───── Given information ─────
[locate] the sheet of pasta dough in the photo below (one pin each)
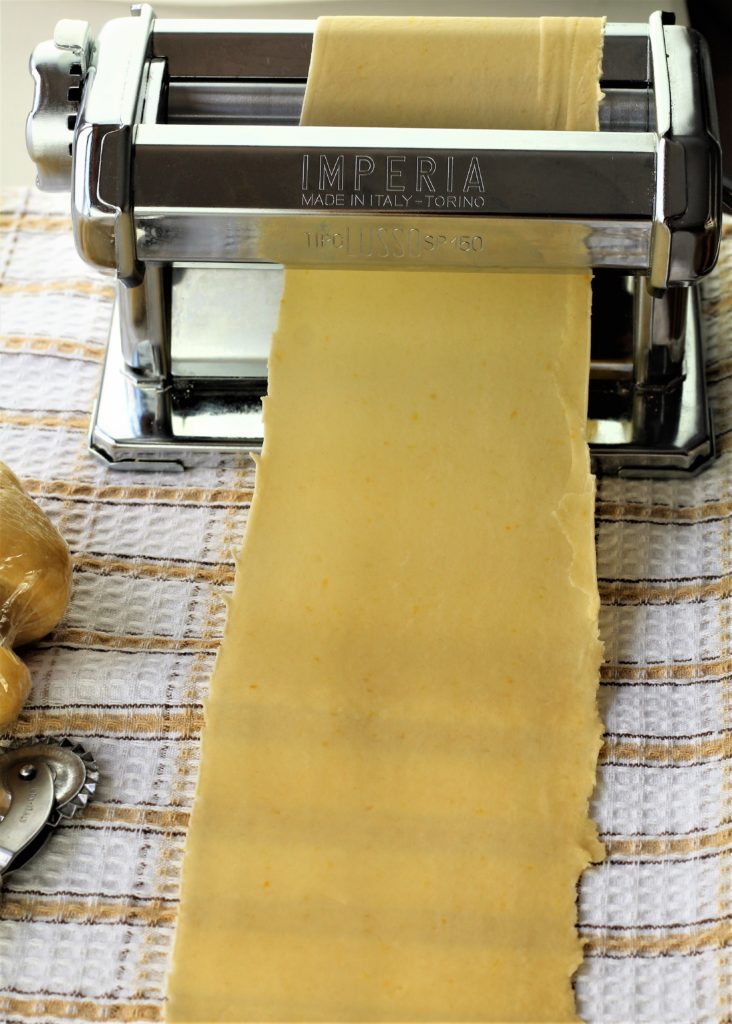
(401, 734)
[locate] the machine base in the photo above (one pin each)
(138, 426)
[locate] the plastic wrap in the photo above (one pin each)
(35, 584)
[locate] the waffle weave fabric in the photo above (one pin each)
(86, 929)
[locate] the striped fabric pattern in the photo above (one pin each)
(86, 929)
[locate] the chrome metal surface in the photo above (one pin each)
(222, 320)
(308, 239)
(192, 181)
(57, 67)
(658, 433)
(100, 182)
(647, 434)
(245, 101)
(281, 49)
(425, 171)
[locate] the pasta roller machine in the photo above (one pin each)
(194, 183)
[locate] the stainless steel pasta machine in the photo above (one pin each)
(192, 182)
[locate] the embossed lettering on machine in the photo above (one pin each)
(192, 180)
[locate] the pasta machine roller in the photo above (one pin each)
(194, 183)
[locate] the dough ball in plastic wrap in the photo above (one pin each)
(35, 566)
(14, 686)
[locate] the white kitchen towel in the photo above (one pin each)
(86, 929)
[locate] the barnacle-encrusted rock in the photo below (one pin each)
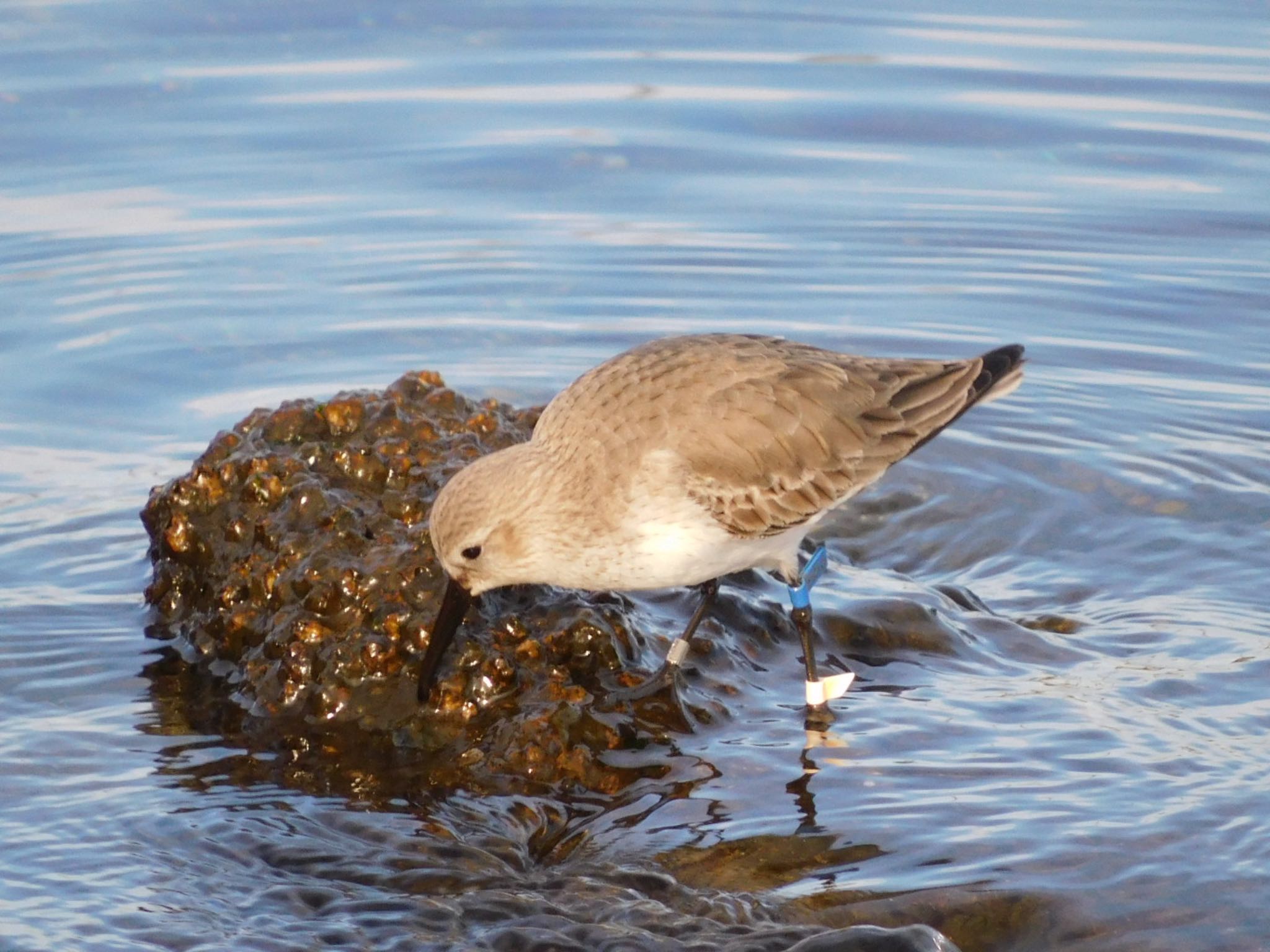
─────
→ **Task to complete**:
Pick out every line of the records above that contains the word "below", and copy each one.

→ **Result of the exercise**:
[locate] the sheet of pasta dough in the photo below (one pin each)
[locate] the barnacle-encrusted rock in the photo below (one pin each)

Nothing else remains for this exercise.